**Objective 1**
Name every U.S. bank that the banking commentary below says the new guidelines affect.

**Document**
────────

What's this? Fifty five thousand residents in one mile-high building? Doesn't Tokyo have earthquakes? Let's hope not everyone wants hot water at the same time!

Everyone makes mistakes, right? The issue is admitting them. The CFPB who caught some folks' attention yesterday with this announcement: "Today we published a notice in the Federal Register to correct a typo regarding tolerances for property taxes and certain other property-related costs that was found in the "Supplementary Information" to the TILA-RESPA Integrated Disclosure rule. Learn more at: https://federalregister.gov/a/2016-02630."

Turning to banking news, the Financial Stability Board (FSB) is based in Basel and its global regulators quietly set the tone for the biggest banks in the world. It has been toiling away on new guidelines on how to prevent banks from becoming "too big to fail." Each designated country generates its own implementation process, but the result looks a lot like what the gatekeepers in Basel had recommended. FSB regulators still want the largest banks to raise $1.19 trillion by 2022 in debt instruments. These banks should maintain sizable cushions able to absorb losses when a financial crisis is looming on the horizon. Regulators remember too vividly what happened in 2008, when taxpayers were obliged by their government to bail out banks. In the future, the cost of the banks' failure would be supported by its investors, not the general public.

Eight U.S. banks are affected by the new guidelines: JPMorgan, Wells Fargo, Bank of America, Citigroup, Goldman Sachs, Morgan Stanley, BNY Mellon, and State Street. These banks will all have to issue debt that could be used to defray losses in times of crisis. These debt instruments will cover losses when a bank's equity is wiped out and regulators will avoid a potential panic caused by a domino effect. So-called Total Loss Absorbing Capital (TLAC) of the banks will need to equal 16% of their assets in 2019 and 18% by 2022. The FSB recommendations are designed to make the banking industry safer.

But will it affect the dynamics of lending for every institution? Sure it will. New types of debts will command higher interest rates - let's hope those don't include agency MBS. Banks will find them more expensive, so they will be inclined to lend less. Anyone working in a bank knows that banks today have better cushions in reserve and more commercial loans outstanding than they had before the financial crisis. Consider that the avalanche of debt coming from the big 8 may reduce the money available for community banks who are also trying to raise capital. This could create high transaction costs although the new standards are designed to make sure the largest banks have enough capital to absorb losses if the bank fails in order to protect against further contagion in the broader financial system.

────────

**Entries shown**

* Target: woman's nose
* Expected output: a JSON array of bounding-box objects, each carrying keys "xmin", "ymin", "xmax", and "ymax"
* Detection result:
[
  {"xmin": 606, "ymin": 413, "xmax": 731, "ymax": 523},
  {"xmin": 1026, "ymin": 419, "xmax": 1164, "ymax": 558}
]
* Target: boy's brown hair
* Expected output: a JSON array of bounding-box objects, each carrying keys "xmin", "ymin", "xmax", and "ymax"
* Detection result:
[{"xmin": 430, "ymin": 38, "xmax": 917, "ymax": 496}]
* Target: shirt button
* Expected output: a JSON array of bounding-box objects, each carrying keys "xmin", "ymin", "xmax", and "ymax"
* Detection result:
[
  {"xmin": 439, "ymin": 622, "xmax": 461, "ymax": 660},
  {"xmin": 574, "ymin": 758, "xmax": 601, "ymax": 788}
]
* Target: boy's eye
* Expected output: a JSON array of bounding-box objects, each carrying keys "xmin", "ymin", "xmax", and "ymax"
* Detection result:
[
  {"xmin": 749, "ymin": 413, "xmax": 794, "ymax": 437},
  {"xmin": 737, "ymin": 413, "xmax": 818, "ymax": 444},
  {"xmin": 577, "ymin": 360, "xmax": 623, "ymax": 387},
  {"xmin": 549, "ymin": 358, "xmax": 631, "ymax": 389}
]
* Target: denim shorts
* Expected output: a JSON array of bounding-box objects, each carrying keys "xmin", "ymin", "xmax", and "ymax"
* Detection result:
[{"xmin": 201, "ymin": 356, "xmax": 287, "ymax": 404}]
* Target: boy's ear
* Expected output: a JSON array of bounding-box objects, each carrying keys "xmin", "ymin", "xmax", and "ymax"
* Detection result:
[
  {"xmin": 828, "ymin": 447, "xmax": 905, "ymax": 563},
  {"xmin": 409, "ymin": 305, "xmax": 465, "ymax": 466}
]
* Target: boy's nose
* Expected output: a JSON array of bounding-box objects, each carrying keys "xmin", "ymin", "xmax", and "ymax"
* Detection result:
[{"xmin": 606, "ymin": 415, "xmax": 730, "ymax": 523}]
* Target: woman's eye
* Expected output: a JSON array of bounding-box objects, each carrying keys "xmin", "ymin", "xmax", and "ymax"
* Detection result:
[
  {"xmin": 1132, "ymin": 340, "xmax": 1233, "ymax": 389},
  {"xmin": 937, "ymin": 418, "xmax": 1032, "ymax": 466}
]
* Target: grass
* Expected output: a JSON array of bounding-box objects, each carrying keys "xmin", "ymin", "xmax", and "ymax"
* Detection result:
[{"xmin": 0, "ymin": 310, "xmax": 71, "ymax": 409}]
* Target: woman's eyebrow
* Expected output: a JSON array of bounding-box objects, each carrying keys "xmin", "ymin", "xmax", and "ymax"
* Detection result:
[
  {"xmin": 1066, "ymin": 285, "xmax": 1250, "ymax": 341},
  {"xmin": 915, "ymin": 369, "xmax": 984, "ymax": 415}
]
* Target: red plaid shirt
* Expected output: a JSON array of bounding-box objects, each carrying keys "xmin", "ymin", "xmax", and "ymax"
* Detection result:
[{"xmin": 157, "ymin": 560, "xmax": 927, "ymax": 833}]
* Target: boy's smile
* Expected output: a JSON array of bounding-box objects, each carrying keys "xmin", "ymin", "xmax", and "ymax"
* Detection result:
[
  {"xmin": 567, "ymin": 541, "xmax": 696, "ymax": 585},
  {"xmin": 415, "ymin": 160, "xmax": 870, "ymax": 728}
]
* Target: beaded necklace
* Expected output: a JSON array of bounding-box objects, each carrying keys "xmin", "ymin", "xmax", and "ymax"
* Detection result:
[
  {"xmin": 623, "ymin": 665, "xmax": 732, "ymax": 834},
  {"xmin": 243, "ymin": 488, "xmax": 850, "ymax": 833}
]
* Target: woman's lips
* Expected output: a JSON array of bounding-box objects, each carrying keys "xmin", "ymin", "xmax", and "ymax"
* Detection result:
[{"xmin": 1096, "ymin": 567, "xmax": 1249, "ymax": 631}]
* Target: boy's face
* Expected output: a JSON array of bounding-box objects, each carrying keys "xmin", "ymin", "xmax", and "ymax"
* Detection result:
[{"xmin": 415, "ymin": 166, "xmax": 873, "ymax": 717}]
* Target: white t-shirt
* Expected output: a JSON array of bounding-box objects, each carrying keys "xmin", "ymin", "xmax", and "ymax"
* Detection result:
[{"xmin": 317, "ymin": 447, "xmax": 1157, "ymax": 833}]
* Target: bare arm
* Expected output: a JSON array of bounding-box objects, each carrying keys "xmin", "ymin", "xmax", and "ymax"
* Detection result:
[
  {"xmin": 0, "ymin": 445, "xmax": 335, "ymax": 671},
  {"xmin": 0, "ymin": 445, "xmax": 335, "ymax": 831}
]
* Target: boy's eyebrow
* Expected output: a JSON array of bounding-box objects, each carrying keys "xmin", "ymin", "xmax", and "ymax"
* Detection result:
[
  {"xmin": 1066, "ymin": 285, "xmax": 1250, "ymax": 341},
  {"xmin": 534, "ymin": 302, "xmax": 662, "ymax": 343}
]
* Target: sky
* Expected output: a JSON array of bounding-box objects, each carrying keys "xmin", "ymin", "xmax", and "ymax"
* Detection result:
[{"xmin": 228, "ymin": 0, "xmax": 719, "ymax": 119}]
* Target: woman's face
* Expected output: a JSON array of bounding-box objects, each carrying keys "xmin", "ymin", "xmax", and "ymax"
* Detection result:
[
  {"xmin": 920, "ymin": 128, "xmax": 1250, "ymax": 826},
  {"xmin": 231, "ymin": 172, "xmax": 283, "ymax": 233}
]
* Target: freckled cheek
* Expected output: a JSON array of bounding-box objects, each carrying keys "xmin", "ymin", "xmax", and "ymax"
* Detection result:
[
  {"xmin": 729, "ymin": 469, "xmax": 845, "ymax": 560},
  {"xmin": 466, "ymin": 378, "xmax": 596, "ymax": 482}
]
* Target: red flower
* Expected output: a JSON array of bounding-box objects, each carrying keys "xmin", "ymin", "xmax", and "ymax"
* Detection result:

────────

**Objective 2**
Gather every line of the records that contains the string "shirt".

**Written response 1**
JPMorgan, Wells Fargo, Bank of America, Citigroup, Goldman Sachs, Morgan Stanley, BNY Mellon, State Street

**Written response 2**
* Target: shirt button
* Target: red plaid shirt
* Target: white t-shirt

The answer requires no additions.